Given exercise —
Can you output the material exactly as written, minus any pictures it holds?
[begin Exercise data]
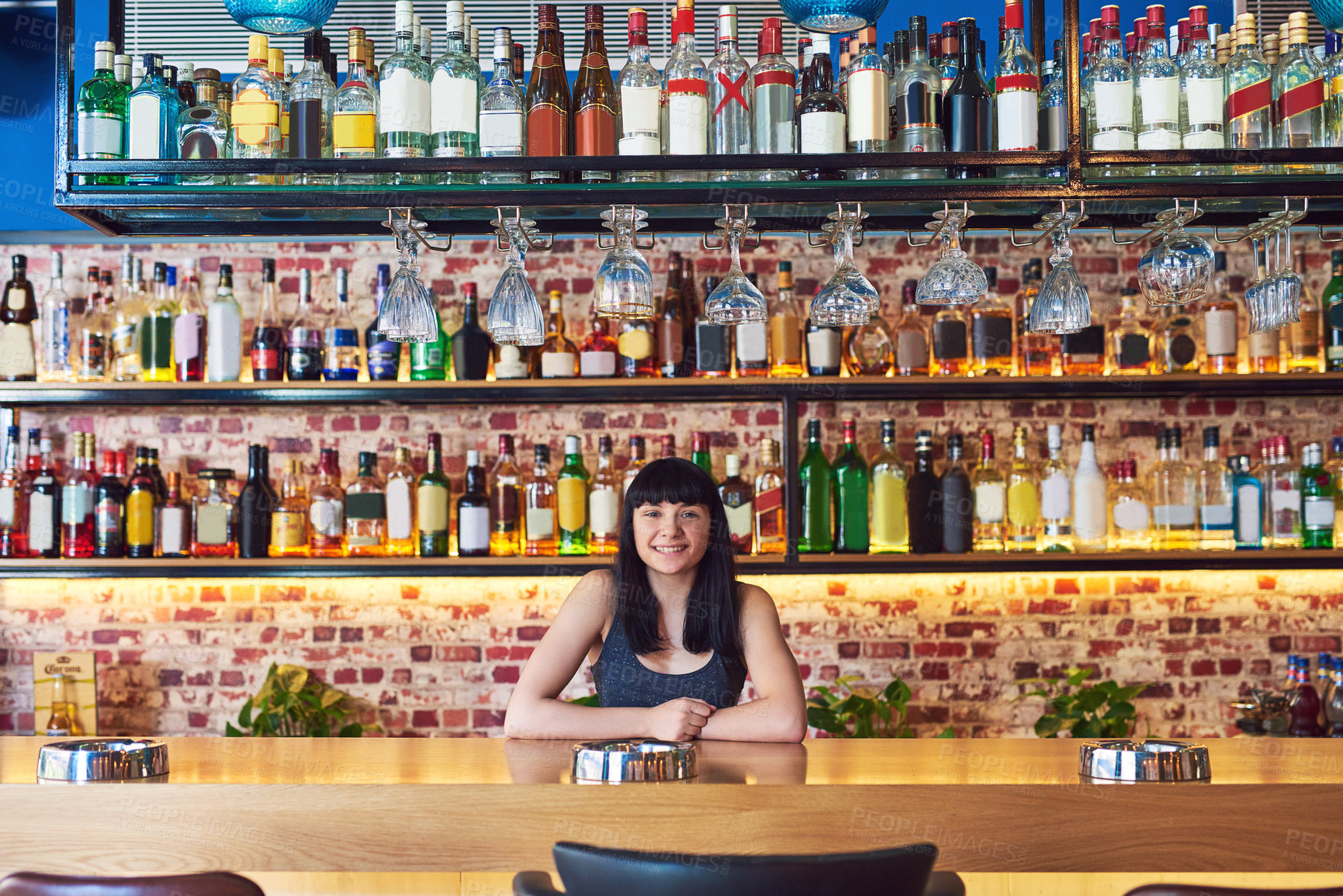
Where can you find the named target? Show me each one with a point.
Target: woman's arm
(779, 714)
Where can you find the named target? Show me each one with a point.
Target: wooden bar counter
(445, 805)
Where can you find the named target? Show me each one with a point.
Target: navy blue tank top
(624, 681)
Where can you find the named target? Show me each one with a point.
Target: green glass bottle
(429, 360)
(814, 480)
(573, 496)
(849, 477)
(1317, 500)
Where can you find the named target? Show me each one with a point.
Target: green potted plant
(292, 703)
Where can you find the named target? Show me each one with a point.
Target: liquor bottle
(547, 104)
(786, 330)
(597, 356)
(1317, 490)
(1247, 504)
(815, 483)
(685, 86)
(729, 95)
(1130, 517)
(1333, 312)
(1303, 336)
(604, 501)
(542, 507)
(470, 343)
(340, 339)
(505, 484)
(430, 360)
(868, 100)
(918, 104)
(355, 110)
(454, 100)
(1017, 92)
(773, 80)
(958, 501)
(571, 490)
(403, 89)
(141, 500)
(101, 115)
(992, 332)
(304, 343)
(950, 343)
(288, 521)
(558, 356)
(1249, 95)
(594, 99)
(771, 524)
(152, 112)
(990, 490)
(109, 507)
(255, 504)
(172, 521)
(871, 348)
(821, 119)
(18, 362)
(473, 512)
(223, 332)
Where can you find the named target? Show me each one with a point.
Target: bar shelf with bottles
(459, 143)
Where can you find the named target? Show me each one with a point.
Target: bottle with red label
(268, 345)
(594, 99)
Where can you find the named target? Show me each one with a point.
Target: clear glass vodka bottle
(685, 116)
(729, 97)
(501, 112)
(403, 78)
(455, 93)
(639, 101)
(773, 81)
(1249, 95)
(355, 112)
[end Exercise data]
In response —
Where can you find the named target? Show me each one with a point.
Target: woman's arm
(779, 714)
Where can you find the named target? Show me each one with a point.
Target: wooden bar counter
(445, 805)
Where can you find the named target? Show me each one with a point.
Target: navy blue tank top
(624, 681)
Where can you find the named target? Show me each one with a point.
Target: green glass bottle
(429, 360)
(814, 480)
(573, 496)
(849, 477)
(1317, 500)
Where can you find the named target? Show me each one with a point.
Target: green potted plant
(292, 703)
Where can you find the named target? Show me each one with a point.
Target: liquor bottle
(547, 104)
(786, 330)
(597, 356)
(1317, 490)
(1247, 504)
(815, 483)
(685, 86)
(729, 95)
(1130, 517)
(1333, 312)
(1303, 336)
(604, 501)
(542, 507)
(470, 343)
(340, 339)
(505, 484)
(430, 360)
(868, 100)
(918, 104)
(355, 110)
(454, 100)
(1017, 92)
(773, 80)
(958, 501)
(571, 490)
(403, 89)
(141, 500)
(101, 115)
(992, 332)
(304, 343)
(950, 343)
(288, 521)
(558, 356)
(1249, 95)
(594, 99)
(771, 524)
(152, 112)
(990, 490)
(109, 507)
(255, 504)
(172, 521)
(871, 348)
(821, 119)
(18, 362)
(473, 512)
(223, 332)
Where can you find the named target? Show me each one with a point.
Target: bar shelf with bottles
(459, 143)
Where can you find the named target? Show me each one with a point.
Target: bottle with red label
(268, 345)
(594, 99)
Where can you find the named target? Show me each one with a point.
Target: clear glass vodka bottle
(685, 116)
(729, 97)
(501, 112)
(403, 78)
(455, 93)
(639, 101)
(773, 81)
(1249, 95)
(355, 112)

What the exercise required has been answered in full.